* **Location labeling records**:
◆ ◆ ◆ ◆
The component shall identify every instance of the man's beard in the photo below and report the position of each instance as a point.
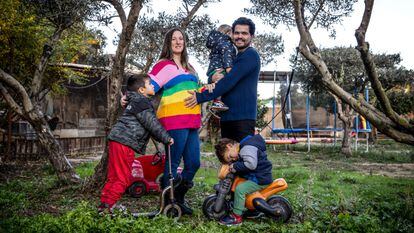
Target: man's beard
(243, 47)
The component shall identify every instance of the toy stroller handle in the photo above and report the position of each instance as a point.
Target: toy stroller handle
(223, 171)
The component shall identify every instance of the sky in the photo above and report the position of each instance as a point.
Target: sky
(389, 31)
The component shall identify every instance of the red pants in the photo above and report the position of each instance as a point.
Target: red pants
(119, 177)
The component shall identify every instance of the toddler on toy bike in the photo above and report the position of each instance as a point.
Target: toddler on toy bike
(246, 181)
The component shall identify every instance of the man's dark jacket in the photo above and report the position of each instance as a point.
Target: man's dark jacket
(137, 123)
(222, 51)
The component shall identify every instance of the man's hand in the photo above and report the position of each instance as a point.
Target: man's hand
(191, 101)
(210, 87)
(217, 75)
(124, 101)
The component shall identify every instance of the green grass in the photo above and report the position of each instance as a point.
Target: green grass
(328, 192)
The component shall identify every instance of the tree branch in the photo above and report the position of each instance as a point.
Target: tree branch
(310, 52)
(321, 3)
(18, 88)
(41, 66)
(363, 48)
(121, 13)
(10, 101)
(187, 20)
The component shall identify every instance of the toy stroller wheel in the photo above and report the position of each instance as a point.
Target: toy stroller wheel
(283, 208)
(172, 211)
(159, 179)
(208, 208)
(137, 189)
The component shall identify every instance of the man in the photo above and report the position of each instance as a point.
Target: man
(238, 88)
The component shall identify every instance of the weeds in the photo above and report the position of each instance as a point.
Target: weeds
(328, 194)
◆ ◆ ◆ ◆
* **What the exercise asks**: Set down, unchanged, the line that contains "stroller wheel in" together with every later line in the records, through the last one.

* **Response to the task**:
The component shall identify every instance of the toy stroller wheel in the photo above and report the position of each instance as a point.
Target: toy stroller wheel
(283, 208)
(172, 211)
(159, 179)
(208, 208)
(137, 189)
The component shall identify every instance of the man in the photo above and report the position of each instance as a point.
Target: man
(238, 88)
The component shall identify every instance of the weeds in the photo above and report the position of each instance as a point.
Target: weeds
(328, 194)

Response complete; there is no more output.